A block of data
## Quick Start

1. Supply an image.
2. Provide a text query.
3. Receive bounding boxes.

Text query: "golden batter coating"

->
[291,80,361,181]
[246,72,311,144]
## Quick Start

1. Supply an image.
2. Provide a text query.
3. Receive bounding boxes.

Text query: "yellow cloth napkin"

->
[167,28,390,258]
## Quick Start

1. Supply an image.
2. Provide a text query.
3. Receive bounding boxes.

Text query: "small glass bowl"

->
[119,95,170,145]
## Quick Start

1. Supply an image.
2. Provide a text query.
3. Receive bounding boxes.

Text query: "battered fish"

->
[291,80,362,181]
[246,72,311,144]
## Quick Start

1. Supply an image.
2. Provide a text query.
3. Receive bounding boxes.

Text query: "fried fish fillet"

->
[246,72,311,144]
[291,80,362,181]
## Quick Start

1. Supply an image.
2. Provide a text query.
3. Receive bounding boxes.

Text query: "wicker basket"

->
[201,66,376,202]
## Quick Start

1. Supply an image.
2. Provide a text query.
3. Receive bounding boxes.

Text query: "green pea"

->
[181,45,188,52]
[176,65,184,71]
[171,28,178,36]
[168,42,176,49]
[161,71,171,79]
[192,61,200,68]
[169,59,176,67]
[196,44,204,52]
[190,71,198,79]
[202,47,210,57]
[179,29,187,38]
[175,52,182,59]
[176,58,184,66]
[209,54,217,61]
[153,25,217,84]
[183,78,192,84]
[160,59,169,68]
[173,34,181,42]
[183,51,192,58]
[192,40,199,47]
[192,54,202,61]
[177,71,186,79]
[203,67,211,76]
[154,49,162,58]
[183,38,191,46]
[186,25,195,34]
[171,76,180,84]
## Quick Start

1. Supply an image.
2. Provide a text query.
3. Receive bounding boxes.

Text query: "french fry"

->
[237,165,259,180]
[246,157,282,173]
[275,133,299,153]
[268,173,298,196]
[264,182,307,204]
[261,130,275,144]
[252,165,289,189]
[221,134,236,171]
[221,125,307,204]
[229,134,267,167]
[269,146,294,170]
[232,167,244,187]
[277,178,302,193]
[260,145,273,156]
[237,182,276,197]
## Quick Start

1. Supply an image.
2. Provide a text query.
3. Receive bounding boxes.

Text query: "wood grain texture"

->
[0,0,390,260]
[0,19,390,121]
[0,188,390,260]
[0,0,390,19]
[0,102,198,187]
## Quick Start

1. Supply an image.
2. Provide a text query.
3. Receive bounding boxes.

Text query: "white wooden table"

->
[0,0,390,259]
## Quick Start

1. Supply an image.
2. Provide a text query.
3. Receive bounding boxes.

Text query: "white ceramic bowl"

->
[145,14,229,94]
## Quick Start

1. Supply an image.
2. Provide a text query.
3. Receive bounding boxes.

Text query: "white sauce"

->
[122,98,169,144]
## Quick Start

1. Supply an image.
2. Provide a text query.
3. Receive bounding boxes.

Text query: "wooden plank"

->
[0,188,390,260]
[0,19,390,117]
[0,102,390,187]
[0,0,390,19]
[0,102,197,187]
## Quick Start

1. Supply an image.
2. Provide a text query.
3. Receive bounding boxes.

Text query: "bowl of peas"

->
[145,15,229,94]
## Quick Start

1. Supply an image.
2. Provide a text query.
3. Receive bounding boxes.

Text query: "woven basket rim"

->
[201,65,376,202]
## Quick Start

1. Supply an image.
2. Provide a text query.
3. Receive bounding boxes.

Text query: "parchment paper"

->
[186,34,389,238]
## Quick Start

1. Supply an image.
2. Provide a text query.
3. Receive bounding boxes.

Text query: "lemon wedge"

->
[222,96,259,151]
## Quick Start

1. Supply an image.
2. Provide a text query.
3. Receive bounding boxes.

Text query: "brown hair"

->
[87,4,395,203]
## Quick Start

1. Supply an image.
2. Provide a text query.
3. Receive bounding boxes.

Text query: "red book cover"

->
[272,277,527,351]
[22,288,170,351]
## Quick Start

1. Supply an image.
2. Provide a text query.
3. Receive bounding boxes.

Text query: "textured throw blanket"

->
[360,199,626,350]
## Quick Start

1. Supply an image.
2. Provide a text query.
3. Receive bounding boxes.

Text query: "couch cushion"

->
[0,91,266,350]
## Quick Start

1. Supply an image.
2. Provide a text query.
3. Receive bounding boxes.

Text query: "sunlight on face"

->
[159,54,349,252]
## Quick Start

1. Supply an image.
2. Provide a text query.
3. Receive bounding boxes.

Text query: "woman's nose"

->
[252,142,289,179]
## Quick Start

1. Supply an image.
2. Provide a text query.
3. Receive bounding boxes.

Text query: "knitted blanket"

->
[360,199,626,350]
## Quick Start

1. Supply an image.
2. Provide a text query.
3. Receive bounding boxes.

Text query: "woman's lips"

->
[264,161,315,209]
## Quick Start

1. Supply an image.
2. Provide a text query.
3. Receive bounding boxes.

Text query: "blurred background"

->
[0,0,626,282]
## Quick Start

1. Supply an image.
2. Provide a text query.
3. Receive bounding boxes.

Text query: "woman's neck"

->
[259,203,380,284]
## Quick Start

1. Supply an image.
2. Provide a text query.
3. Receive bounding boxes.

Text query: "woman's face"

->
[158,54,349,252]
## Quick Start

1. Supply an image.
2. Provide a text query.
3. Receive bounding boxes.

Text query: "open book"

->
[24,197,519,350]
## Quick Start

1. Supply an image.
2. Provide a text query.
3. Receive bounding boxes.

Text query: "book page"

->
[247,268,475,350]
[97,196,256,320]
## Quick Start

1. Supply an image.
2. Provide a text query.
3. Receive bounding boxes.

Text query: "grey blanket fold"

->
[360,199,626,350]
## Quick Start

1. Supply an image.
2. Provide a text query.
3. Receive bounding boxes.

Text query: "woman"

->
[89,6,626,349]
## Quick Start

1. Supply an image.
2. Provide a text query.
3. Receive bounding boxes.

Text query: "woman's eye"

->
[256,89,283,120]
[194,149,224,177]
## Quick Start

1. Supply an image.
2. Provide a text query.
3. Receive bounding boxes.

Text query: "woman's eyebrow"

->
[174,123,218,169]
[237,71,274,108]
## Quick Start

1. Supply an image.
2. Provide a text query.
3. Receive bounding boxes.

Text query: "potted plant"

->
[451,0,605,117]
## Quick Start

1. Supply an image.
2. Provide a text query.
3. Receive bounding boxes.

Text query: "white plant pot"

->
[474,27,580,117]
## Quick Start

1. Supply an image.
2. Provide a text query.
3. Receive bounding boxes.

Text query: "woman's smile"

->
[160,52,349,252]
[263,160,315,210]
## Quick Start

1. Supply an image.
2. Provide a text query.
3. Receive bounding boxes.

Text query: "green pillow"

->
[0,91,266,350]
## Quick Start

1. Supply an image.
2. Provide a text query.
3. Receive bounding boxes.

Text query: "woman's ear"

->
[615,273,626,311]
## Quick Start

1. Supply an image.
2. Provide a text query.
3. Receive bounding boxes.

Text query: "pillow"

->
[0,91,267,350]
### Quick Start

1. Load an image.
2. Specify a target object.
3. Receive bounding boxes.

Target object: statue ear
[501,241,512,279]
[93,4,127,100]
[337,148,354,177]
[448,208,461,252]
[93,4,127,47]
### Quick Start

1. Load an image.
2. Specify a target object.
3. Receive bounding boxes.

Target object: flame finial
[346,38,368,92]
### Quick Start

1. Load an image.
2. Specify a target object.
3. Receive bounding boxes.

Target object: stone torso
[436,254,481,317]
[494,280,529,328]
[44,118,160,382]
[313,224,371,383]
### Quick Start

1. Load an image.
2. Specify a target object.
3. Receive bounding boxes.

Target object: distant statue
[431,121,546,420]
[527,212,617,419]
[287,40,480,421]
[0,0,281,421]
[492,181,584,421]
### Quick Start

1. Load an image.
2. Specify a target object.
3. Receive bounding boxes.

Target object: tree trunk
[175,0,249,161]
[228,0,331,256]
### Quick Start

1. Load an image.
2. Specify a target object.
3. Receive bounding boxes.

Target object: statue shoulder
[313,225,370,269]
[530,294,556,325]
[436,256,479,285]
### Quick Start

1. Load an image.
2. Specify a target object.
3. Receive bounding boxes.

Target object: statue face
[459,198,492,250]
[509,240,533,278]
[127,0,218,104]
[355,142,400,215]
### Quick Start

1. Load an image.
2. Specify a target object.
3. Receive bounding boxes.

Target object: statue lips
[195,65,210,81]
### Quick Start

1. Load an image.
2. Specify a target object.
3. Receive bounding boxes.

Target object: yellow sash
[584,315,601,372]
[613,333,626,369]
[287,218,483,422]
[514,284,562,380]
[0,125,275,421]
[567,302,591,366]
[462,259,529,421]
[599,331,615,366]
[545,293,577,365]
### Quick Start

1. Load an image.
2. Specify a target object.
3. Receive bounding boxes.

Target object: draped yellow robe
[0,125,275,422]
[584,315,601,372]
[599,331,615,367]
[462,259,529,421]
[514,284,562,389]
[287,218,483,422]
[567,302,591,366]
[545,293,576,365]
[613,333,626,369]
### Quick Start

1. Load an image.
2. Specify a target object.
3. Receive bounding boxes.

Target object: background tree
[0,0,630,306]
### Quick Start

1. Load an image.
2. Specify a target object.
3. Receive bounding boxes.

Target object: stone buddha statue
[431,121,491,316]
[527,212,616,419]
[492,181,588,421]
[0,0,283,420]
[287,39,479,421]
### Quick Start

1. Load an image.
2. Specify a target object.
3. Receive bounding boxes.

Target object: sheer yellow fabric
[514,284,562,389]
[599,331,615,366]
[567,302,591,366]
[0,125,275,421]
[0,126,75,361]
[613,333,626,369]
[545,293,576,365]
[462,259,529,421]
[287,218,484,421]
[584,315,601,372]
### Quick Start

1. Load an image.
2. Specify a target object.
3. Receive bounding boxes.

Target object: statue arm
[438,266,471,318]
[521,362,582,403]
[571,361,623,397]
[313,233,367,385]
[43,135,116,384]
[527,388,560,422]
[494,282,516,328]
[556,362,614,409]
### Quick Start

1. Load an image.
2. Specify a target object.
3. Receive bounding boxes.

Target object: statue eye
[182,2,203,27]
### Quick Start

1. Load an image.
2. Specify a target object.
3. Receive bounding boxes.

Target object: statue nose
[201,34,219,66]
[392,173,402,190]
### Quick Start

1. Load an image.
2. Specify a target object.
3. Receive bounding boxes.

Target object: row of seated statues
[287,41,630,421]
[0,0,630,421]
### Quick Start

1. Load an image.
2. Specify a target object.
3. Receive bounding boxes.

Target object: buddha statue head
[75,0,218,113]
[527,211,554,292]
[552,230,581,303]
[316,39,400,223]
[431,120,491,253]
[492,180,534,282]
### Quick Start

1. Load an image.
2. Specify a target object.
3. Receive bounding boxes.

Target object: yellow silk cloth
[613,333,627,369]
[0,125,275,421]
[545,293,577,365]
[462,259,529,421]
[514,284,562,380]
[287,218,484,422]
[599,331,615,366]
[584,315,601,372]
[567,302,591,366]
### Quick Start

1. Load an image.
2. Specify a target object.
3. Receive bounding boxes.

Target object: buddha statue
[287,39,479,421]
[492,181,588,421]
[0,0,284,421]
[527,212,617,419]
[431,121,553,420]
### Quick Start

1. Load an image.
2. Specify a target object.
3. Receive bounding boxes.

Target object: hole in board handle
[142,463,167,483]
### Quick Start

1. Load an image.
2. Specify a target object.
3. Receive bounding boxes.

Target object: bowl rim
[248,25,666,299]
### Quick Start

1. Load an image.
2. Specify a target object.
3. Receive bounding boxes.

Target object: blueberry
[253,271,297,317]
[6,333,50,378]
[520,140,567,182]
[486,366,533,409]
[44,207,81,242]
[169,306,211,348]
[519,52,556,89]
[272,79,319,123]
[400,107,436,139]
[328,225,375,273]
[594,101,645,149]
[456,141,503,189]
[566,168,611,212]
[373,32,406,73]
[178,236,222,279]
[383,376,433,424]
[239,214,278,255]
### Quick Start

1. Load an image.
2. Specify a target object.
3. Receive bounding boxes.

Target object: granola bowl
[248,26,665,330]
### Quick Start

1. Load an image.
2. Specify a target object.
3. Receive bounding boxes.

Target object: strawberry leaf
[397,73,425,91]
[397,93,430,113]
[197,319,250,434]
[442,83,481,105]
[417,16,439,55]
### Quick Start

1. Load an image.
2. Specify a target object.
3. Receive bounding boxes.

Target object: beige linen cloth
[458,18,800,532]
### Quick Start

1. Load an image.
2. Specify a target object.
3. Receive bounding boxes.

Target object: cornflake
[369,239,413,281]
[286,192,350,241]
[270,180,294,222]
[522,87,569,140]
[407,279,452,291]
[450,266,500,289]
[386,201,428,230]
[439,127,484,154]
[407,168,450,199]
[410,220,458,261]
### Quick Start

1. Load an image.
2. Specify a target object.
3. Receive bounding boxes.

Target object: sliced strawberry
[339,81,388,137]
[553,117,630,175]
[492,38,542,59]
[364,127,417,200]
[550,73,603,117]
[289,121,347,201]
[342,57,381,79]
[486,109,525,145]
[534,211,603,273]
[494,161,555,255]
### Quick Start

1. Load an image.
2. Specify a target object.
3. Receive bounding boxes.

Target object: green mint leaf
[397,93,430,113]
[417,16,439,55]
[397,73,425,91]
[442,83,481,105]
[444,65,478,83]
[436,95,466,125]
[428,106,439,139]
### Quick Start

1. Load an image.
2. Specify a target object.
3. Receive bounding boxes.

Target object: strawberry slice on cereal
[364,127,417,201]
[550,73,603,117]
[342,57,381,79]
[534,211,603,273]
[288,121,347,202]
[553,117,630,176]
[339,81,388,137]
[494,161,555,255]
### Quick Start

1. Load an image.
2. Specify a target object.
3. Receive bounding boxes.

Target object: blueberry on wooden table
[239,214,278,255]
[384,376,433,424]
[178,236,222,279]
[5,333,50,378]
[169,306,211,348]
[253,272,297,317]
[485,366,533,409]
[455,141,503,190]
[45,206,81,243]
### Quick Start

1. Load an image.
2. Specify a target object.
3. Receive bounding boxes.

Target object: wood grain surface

§ REQUEST
Copy the items word for word, from the first line through the line containing "[167,28,390,258]".

§ CORRECT RESULT
## Quick Start

1. Supply an image.
2. Provide a text query.
3. Receive bounding boxes.

Text query: "golden batter coating"

->
[291,80,361,181]
[246,72,311,144]
## Quick Start

1. Supply an image.
2. Provide a text query.
3. Receive bounding boxes.

Text query: "yellow cloth napkin"

->
[167,28,390,258]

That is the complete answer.